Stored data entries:
BEGIN
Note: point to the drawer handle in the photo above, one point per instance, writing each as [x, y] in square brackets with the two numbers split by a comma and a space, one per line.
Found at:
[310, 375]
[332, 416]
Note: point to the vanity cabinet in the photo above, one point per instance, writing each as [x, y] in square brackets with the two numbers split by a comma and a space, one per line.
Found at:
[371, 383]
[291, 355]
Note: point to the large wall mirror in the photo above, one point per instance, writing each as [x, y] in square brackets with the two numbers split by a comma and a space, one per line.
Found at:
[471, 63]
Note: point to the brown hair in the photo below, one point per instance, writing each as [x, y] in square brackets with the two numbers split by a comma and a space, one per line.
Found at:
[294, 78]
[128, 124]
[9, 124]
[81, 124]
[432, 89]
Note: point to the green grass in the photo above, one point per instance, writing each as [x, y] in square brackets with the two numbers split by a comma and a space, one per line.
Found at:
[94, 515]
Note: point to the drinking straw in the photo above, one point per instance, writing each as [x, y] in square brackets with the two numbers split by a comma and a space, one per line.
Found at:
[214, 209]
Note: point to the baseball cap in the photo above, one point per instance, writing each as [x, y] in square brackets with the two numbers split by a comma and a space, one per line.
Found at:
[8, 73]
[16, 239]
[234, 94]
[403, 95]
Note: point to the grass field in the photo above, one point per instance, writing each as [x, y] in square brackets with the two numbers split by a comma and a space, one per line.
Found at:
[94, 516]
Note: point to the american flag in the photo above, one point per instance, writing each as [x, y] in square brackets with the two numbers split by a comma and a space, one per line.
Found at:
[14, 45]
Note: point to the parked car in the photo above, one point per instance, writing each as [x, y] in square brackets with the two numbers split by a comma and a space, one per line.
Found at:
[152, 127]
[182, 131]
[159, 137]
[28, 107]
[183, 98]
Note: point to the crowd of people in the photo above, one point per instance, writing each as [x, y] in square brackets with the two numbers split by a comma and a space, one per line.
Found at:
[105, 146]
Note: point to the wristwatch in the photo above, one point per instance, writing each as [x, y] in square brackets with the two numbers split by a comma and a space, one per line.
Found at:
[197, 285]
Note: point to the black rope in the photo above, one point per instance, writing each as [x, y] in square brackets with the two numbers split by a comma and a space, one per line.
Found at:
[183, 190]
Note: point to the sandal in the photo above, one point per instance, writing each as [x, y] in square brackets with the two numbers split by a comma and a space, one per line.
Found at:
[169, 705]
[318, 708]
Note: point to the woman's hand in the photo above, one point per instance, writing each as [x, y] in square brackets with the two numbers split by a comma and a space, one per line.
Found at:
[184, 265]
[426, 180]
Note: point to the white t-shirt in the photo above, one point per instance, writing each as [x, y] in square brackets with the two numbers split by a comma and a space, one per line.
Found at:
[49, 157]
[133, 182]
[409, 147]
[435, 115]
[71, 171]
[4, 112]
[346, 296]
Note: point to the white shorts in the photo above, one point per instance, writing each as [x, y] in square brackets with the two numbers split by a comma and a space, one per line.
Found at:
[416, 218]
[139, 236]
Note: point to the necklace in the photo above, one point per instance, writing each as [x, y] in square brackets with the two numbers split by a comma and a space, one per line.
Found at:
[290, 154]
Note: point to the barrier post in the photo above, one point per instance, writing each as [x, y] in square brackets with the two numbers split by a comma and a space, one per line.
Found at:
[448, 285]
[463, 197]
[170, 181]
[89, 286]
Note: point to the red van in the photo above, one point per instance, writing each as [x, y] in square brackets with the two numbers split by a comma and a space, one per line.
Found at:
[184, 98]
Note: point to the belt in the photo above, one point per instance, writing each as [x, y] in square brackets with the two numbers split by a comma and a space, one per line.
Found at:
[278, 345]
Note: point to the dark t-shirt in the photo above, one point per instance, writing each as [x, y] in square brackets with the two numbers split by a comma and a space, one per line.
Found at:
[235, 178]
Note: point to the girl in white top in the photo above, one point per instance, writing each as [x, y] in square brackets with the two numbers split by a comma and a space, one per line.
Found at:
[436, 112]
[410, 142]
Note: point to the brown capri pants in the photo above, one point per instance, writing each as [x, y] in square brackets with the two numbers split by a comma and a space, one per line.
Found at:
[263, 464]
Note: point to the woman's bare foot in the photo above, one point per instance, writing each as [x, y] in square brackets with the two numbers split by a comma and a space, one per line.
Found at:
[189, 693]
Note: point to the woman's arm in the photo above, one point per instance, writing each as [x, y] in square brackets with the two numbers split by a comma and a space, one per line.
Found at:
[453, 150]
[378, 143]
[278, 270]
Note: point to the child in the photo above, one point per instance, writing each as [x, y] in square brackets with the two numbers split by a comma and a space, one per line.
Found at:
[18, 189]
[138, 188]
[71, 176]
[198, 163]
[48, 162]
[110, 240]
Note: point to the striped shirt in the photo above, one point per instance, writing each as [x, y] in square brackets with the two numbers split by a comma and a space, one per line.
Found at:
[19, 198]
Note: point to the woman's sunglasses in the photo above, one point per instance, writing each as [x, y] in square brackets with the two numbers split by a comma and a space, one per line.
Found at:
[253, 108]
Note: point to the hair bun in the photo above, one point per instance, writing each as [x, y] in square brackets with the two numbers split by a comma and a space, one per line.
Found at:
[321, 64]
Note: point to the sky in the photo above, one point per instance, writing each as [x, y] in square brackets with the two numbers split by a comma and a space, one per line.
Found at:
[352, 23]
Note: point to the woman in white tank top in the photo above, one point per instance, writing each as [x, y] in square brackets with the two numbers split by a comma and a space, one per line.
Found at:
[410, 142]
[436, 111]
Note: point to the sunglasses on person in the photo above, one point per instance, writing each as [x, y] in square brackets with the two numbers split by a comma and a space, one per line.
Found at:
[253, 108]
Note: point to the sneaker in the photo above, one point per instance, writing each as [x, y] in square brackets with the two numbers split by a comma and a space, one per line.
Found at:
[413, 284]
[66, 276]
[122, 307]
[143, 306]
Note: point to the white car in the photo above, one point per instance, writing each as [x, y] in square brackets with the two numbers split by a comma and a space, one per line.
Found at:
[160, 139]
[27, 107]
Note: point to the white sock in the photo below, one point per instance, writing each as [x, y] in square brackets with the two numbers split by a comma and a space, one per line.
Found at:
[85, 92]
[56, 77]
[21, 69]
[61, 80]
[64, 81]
END
EXERCISE: If a line in the records contains the string "woman", include it in the count; report that count alone.

EXERCISE SOLUTION: 5